:: Page excerpt ::

Things I think are missing / Not quite there
I will preface this by saying that Unity3 is not released yet and is beta, and it could all be wrong. I will also say that these (small) issues I have are pretty corner case and 95% of users will probably never have any issue. But I still feel they are worth mentioning from development point of view.
Rendering shortcomings
Unity has a great render, but there are a few fundamental features that are not exposed to 3′rd party users, which would make life much easier. Currently unity only supports rendering of the current scene. This is done via rendering a camera. It is possible to ‘hook’ this camera, but it will still requires scene lights and scene objects. There is no way to render a few arbitrary objects with arbitrary lights without adding them to a scene and then rendering that specific scene. I would very much like to be able to something like the following:
<code>
var utility = new OffscreenUtility();
utility.Camera = Camera;
utility.Lights = LightArray;
utility.AddMesh( position, rotation, mesh, material );
Texture render = utility.Render();
TextureCube render2 = utility.RenderCube();
</code>
I notice that this is similar to how the current preview windows are rendered in Unity… but more on that in a minute.
There are a large variety of cases where I would like to do something like this now. It is a very frustrating process to render something into an ‘offscreen’ buffer. I have to either configure a scene with layers and use camera masking (not a good solution as it is not cross project / package import compatible), or add my objects to the world with use replace shaders to only render those objects, and even then they will use the scene lighting and I can not specify my own lights.
Editor API shortcomings
I believe pretty strongly that any inspector / api window that comes with unity should be able to be created by end users using the editor API’s that are provided with the engine. For the most part this is the case, but there is no way to generate a few of the inspector types that exist in engine currently. This is not helped by the fact that the current documentation / example code for editor extension is quite weak. A great example of this is the handles class, I could find almost no documentation on this class in either unity2.6 or 3 or online. If I was Unity I would probably put together an example project showcasing editor extension, demonstrating how to use many of the handles and inspectors that exist in the engine.

:::
:: Data ::

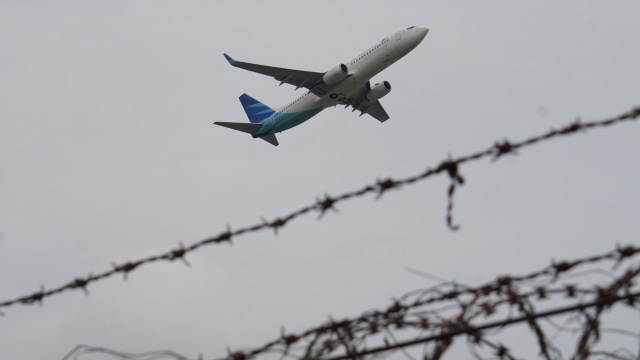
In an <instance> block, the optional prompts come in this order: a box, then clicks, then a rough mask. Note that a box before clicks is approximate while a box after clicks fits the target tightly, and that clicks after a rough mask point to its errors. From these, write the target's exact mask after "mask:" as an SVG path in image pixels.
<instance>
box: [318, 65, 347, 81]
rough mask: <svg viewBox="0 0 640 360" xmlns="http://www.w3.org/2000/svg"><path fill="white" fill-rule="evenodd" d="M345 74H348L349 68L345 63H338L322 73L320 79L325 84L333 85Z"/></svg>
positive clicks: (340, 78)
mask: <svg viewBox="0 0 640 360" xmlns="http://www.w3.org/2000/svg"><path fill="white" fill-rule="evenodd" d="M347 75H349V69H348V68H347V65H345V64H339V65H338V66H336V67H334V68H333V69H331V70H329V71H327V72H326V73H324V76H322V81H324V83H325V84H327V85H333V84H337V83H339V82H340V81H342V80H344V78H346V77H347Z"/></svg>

:::

> **What to do**
1 - Output the stretch of the Unity shortcomings text from "Editor API shortcomings" through "in the engine.".
2 - According to the Unity shortcomings text, which class had almost no documentation in Unity 2.6, Unity 3, or online?
The material has no connection to the Unity shortcomings text.

> **Answers below**
1 -
Editor API shortcomings
I believe pretty strongly that any inspector / api window that comes with unity should be able to be created by end users using the editor API’s that are provided with the engine. For the most part this is the case, but there is no way to generate a few of the inspector types that exist in engine currently. This is not helped by the fact that the current documentation / example code for editor extension is quite weak. A great example of this is the handles class, I could find almost no documentation on this class in either unity2.6 or 3 or online. If I was Unity I would probably put together an example project showcasing editor extension, demonstrating how to use many of the handles and inspectors that exist in the engine.

2 - The handles class.